▸ What to work on: Leaving the pictures aside, transcribe every line below exactly.

▸ Records supplied:
════
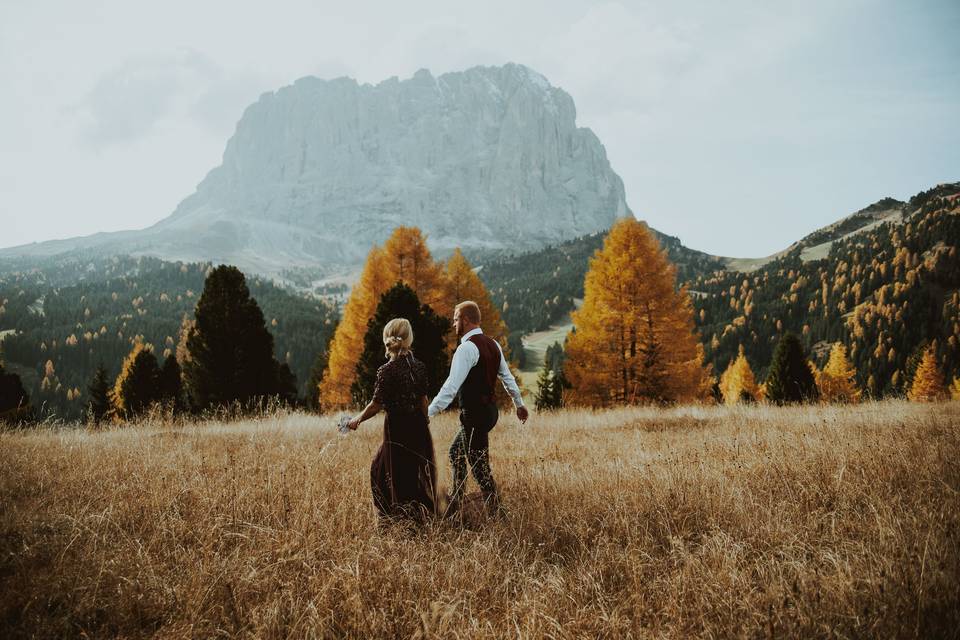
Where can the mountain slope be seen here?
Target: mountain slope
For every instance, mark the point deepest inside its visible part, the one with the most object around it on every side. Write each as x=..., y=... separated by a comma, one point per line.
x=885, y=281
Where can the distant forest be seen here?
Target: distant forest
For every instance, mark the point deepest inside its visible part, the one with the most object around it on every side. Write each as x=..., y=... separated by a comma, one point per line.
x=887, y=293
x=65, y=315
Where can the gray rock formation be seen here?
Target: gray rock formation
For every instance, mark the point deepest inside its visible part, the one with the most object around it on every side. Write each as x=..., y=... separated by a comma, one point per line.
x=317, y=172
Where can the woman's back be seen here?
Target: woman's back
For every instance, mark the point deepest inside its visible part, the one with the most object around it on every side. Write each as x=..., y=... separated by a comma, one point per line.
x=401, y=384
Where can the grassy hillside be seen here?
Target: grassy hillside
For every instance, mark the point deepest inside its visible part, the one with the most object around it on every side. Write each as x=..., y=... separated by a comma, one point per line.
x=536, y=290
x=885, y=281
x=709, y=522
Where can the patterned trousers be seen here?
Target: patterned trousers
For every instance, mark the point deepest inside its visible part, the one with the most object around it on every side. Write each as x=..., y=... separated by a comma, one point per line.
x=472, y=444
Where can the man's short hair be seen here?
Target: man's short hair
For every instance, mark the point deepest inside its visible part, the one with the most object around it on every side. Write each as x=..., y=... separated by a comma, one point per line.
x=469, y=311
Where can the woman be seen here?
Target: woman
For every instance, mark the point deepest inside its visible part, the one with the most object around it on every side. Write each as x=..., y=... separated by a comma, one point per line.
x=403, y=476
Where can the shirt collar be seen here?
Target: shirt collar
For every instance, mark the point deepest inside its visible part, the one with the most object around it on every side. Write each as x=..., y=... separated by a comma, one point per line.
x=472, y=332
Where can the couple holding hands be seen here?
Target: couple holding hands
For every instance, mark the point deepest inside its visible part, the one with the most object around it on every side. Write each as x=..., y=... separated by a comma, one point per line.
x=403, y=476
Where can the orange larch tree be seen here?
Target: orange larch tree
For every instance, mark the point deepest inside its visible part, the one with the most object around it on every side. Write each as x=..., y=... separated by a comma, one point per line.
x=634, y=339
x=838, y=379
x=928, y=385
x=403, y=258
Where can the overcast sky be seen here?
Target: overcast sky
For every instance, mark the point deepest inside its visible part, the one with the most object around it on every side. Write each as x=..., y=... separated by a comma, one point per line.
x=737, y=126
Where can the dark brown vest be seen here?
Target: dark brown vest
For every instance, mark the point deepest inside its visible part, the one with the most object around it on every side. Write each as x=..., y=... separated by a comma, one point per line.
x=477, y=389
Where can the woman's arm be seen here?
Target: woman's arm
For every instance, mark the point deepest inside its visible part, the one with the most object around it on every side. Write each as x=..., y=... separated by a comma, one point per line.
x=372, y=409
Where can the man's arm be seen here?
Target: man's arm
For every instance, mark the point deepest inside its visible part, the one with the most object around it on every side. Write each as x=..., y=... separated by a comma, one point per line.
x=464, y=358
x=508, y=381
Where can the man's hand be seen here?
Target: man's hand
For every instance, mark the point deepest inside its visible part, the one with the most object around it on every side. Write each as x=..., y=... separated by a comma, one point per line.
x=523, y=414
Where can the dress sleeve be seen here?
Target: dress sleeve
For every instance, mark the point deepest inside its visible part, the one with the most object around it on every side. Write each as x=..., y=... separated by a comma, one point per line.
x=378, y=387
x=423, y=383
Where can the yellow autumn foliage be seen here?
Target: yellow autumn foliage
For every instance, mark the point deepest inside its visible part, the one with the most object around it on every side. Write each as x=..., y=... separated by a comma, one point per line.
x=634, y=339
════
▸ Written solution:
Where can the mountain slope be seen here?
Target: mountain slope
For every instance, mark the point deepest inside its visible part, the one with the most object around it on every side. Write each as x=..., y=... separated by a comma, one point per line.
x=885, y=281
Where can the distant forest be seen here?
Target: distant forest
For every instance, mark the point deepest inside its visible part, the one with the most object around it on every side. Write each as x=..., y=... separated by a comma, one point per line.
x=887, y=293
x=65, y=315
Where can the gray rock formation be seen here?
Target: gray rock formation
For every instance, mark the point deepest inside its visible part, the one with the most object around it on every side. Write each as x=..., y=... separated by a comma, one point per line.
x=317, y=172
Where can the woman's back be seen here?
Target: woman's back
For every instance, mark the point deepest inside its visible part, the one with the most object around it on every side. Write each as x=..., y=... separated by a comma, one point per line.
x=401, y=384
Where can the grassy hillside be seen here?
Target: grassy hillside
For every instance, mark the point deepest inside its visible part, the one with the most object around it on every side. Write each as x=..., y=... separated by a comma, one point per line.
x=536, y=290
x=885, y=281
x=709, y=522
Where can the patterned trousers be seen here?
Target: patterned trousers
For every instance, mark the point deepest inside its visible part, the one with the most object around it on every side. Write each as x=..., y=... separated by a comma, one point per line.
x=472, y=444
Where can the man's short hair be seen here?
Target: man's short hair
For every instance, mark the point deepest inside its visible part, the one with the most object around it on every side. Write each as x=..., y=... separated by a comma, one point per line.
x=469, y=311
Where can the woman be seen here?
Target: woman
For every instance, mark the point deepest inside its visible part, the one with the most object around it on every side. Write each as x=..., y=... separated by a comma, one point per line.
x=403, y=476
Where can the shirt collar be seen here?
Target: shirt collar
For every instance, mark the point deepest inside its visible part, the one with the most object around it on every side. Write each as x=..., y=... separated by a comma, one point per line.
x=472, y=332
Where can the couple holding hands be seen here?
Target: couple holding hands
For every instance, mark the point deepest inside its visible part, the one with the most object around it on every side. Write each as x=..., y=... separated by a comma, one point per line.
x=403, y=476
Where can the orange larch tree be seen here?
Target: orange larch tree
For every instance, mark the point deepest inside its visible part, the one with the most object around it on every side. Write each as x=..., y=... separated by a comma, one point per line.
x=634, y=339
x=838, y=379
x=928, y=385
x=403, y=258
Where can the overcast sky be seen here?
Target: overcast sky
For every instance, mark the point deepest inside its visible part, the one with the most object around it on every side. Write each as x=..., y=... separated by a comma, one point per line.
x=737, y=126
Where can the dark brown vest be seen here?
Target: dark brown vest
For every instance, mark the point deepest inside its visible part, the one with the most object around it on every side. Write each as x=..., y=... separated by a comma, one point per line.
x=477, y=389
Where can the woman's arm be seen here?
Target: woman's arm
For every instance, mark the point deepest inside its visible part, the one with the most object around it on every side. Write each as x=..., y=... separated by a comma, one point per line.
x=372, y=409
Where can the man's arm be seen here?
Target: man's arm
For every instance, mark the point deepest inside its visible part, the one with the most object around it on every side. Write each as x=..., y=... separated by a comma, one point per line.
x=464, y=358
x=508, y=381
Where can the man's hand be seen here?
Target: man's hand
For every instance, mark the point deepest inside its visible part, the one with the most object around it on every side. Write each as x=..., y=... separated by a comma, one point per line.
x=523, y=414
Where can the dress sleeve be seen here?
Target: dress sleeve
For every instance, mark the point deepest inside its visible part, the one with the most object around it on every side. Write each as x=..., y=... separated by a comma, one point per line.
x=378, y=387
x=423, y=383
Where can the yellow autumn foliage be seen here?
Target: yellow autumn foliage
For every instance, mark the point deepest inside its visible part, the one with the most object around it on every side. Write each as x=..., y=... separated by a comma, one point per line.
x=634, y=339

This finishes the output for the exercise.